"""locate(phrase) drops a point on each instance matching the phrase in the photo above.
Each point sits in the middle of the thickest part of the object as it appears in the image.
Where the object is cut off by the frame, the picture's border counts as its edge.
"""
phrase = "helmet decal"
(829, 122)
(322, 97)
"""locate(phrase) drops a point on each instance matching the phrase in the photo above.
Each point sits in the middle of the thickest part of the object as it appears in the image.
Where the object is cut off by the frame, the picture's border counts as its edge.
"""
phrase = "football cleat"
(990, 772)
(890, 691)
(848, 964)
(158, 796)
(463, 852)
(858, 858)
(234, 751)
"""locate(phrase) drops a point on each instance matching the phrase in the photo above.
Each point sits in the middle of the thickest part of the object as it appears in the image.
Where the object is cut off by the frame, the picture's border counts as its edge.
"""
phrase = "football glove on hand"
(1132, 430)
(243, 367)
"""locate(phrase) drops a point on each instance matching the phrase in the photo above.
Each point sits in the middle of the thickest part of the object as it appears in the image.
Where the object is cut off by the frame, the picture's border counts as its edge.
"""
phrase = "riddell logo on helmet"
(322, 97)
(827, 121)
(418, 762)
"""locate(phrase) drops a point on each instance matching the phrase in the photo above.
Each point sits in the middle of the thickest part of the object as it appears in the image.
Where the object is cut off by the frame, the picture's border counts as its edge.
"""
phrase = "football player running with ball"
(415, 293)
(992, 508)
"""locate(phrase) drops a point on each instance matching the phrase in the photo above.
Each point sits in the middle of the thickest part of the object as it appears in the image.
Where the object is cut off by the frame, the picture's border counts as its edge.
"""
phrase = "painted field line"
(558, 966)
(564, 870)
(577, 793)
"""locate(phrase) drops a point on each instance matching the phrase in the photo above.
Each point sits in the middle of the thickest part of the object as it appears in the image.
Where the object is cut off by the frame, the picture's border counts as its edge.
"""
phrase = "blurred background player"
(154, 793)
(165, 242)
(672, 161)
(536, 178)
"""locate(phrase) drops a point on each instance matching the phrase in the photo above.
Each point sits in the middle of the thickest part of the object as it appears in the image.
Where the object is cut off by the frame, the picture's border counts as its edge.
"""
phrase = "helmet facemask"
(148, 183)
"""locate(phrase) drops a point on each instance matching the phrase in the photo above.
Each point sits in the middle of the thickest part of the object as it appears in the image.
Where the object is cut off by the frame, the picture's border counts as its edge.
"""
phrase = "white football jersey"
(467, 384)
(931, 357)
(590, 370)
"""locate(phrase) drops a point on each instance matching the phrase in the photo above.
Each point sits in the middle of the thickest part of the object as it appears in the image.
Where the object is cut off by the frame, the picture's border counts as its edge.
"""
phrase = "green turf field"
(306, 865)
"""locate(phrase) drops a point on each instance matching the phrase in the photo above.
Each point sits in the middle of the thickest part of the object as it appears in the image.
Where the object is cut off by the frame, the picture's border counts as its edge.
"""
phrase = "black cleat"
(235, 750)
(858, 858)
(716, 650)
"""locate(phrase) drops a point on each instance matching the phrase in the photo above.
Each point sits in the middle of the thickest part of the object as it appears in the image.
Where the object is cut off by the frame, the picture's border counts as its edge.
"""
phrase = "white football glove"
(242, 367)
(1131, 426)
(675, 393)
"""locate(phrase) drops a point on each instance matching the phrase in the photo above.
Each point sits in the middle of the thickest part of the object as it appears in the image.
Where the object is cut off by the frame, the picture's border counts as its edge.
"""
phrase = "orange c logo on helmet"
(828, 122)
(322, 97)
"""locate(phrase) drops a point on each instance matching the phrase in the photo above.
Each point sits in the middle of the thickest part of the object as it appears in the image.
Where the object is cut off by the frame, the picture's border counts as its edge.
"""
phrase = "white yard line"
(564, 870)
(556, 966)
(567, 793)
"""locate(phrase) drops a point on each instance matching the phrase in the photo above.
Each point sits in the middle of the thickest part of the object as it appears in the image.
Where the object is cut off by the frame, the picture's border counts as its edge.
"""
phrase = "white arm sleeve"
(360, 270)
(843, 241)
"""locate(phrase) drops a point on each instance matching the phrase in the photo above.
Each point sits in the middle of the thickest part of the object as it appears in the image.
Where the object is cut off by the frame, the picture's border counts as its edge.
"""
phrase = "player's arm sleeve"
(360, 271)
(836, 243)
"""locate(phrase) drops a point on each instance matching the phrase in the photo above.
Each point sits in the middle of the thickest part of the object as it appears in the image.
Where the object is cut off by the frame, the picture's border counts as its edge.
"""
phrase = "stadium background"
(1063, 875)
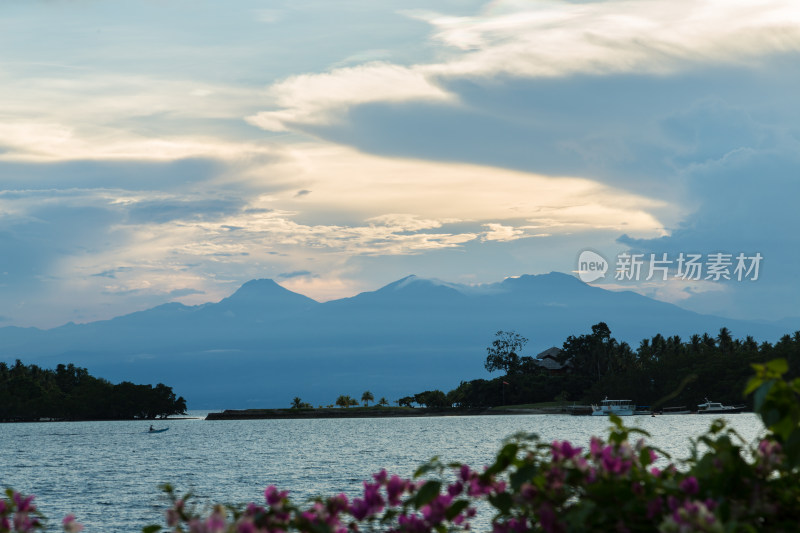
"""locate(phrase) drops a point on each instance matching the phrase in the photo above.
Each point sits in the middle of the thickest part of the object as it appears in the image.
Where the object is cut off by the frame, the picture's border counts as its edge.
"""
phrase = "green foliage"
════
■ Aim: Skip the pictures, then retype every line above exactly.

■ Task response:
"""locate(phrase) drops a point on each instance matching the phrase in the photo above.
Each point sits in the middle of the thickest part of the object as it appears in the image.
Where the object is cut off by the frame, the picture's border counts as its edge.
"""
phrase = "helmet decal"
(829, 122)
(322, 97)
"""locate(phrase) drops a point on each instance matching the phrase in the photo above.
Each point sits in the middle of the thickest part of the object as it appears in the image.
Where the object is cut off by the frame, the picture's border counts as its edge.
"""
phrase = "football cleat"
(990, 772)
(890, 691)
(848, 964)
(158, 796)
(463, 852)
(858, 858)
(234, 751)
"""locate(phrase) drops a point on each instance matching the phrase in the photo above.
Each point sits in the middle of the thickest part of the object as it appears in the image.
Where the object is cut off by the frame, the picture's border counts as its edge.
"""
phrase = "football glove on hand"
(1132, 430)
(243, 367)
"""locate(phrase) drops a point on each instance matching the phrase in the photo above.
Each point sits in the middle of the thickest part of the object as it appears in the image.
Where the object is cut off by the frame, the picture's border counts as its edge.
"""
phrase = "riddell logo on helmet"
(322, 97)
(827, 121)
(418, 762)
"""locate(phrase) drops a point on each instance matching the phrase in the photo above.
Each point sits in the middle of the thickest part of the object as it appears in the image.
Where the object is cut off by the frame, the picture's border counts as its edge.
"""
phrase = "football player running with ball"
(415, 293)
(992, 508)
"""locate(phrase) drops a point on each instance matching the phrase in the photo above.
Each point sits in the middle of the thickest part of the object as it appears in the image.
Where the object is cut off by the frame, the picture's border counts as its edge.
"""
phrase = "painted field line"
(558, 966)
(564, 870)
(577, 793)
"""locate(phrase) drops a point on each instance matching the phrase in the photo above.
Each point sits in the middle of the thickest part of the object as it appears in the image.
Where the object is cut off by the frame, the picture's border counts as its edge.
"""
phrase = "blurred background player"
(154, 793)
(165, 242)
(672, 161)
(536, 178)
"""locate(phrase) drops a point on each instance matching the phrase in the photo above.
Each point sits in the middle of the thickest part of the object as it appears in the image.
Where the object is cut off by the frame, the picture's border counts as its edge.
"""
phrase = "helmet facemask"
(148, 183)
"""locate(phrase) drops a point on each instance matching the phrase in the photo above.
Each point sits in the middle of the thickest part of the object as it appears in the image.
Where the object is cut off by the frame, the picture's border counts as its edge.
"""
phrase = "white football jersey"
(467, 384)
(931, 357)
(590, 370)
"""locate(phrase) drops a point on each instance matching the phrase in the photo above.
Each point sits in the middle of the thickest part of the object as it appears in the image.
Where the object is cut off by the frame, the picture's border counts as its edge.
"""
phrase = "green turf field"
(306, 865)
"""locate(phrase) drops a point on each instance matching the phrase in the photo above.
Each point sits in the middle of the thickest part of the object as it appears in the image.
Where the object is cut off by the frame, the picture's border counts as its edge.
"""
phrase = "black cleat"
(235, 750)
(858, 858)
(716, 650)
"""locate(phrase) drops a point on each instance matching the phrase in the photo above.
Each point sits in the middle of the thickest part of the object as it appears in the image.
Where the object is cut off by the frame, the picture's border counts as its edge.
"""
phrase = "white football glove"
(242, 367)
(1131, 426)
(675, 393)
"""locate(phrase) drops a point on each instance matching the phrase in the photo above.
Each point sits in the middle of the thickest part of the object as it appears in the image.
Where the object is cut off by the frame, the picture's border counts as its edge.
"""
phrase = "orange c logo on helmet"
(828, 122)
(322, 97)
"""locate(phrase) drops a point on each instance matching the phrase in the photo above.
Each point sits in the middle of the thickest part of the object as it appears in the image.
Where the object is cut off by the frame, the picture's border counts as its edge.
"""
phrase = "white yard line"
(564, 870)
(556, 966)
(567, 793)
"""locate(phrase) drops a point on each instance matching the phrase in the photo above.
Each point sits in the middle of the thickest part of the object as it appears in the image.
Where the object is cut off by the frame, the picture's border counts as its edge.
"""
phrase = "white arm sleeve"
(360, 270)
(843, 241)
"""locate(phrase) drops a point on each instance matching the phrase in the photo above.
Each point sits in the middle of the thickest part of the object as it appears in the image.
Where the object is cut off by the frame, the picture's border counts as its edge.
"""
phrase = "player's arm sleeve"
(360, 271)
(836, 243)
"""locate(phrase) drops a point on each instance matching the phrase in the photo above.
Each point sits in the middle of the thickest part of the object as it appears in the image.
Where the object is cut off by the frame, the picture's border counts as its edge.
"""
phrase = "stadium background"
(1063, 875)
"""locate(phrase) drops a point on each instance matching the phrase in the photo above.
Each point sits in the middle of the thickest part of the object as it appears in the image.
Where the object is cut off by the frame, the picture's border counts as its edge.
"""
phrase = "green foliage"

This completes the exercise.